- **Exercise brief**
In the records below, count the lines that have "vent" and answer with the number alone.

- **Records from a data source**

____

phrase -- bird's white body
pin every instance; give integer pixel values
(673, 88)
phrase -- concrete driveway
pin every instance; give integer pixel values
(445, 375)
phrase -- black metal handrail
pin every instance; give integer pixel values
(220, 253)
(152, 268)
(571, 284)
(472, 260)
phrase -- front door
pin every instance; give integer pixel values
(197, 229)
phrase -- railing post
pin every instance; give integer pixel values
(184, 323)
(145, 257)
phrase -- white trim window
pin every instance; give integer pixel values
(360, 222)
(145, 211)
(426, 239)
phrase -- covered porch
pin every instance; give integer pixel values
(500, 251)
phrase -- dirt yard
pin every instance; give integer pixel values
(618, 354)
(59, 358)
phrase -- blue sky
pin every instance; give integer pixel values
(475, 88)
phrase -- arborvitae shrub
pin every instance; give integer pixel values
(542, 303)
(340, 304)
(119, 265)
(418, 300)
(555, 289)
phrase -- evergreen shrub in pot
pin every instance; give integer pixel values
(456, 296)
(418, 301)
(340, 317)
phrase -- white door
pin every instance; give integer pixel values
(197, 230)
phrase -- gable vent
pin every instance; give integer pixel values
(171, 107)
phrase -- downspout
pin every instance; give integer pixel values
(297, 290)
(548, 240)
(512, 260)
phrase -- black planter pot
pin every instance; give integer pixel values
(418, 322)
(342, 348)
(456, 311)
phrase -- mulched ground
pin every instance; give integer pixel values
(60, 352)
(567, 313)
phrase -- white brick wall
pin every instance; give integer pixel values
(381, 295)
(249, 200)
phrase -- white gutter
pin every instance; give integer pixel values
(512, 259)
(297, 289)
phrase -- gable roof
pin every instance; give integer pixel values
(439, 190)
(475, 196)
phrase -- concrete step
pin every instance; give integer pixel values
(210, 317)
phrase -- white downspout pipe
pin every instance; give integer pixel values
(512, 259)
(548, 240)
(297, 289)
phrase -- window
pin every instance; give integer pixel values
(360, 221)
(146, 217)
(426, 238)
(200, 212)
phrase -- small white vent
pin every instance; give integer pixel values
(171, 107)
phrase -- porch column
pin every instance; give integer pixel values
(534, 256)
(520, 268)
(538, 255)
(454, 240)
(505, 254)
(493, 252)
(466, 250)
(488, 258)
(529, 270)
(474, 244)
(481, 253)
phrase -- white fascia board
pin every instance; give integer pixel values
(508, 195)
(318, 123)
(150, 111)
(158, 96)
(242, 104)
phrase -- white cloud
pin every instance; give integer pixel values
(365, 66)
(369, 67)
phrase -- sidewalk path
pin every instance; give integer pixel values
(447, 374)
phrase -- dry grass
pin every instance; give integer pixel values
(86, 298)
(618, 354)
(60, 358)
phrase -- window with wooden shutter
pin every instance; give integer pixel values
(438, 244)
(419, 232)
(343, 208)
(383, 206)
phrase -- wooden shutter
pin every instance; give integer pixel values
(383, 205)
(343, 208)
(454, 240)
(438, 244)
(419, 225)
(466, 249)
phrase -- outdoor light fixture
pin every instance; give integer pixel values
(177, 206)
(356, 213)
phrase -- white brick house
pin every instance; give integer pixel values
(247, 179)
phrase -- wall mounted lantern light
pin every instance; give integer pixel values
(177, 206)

____

- **Solved exercise**
2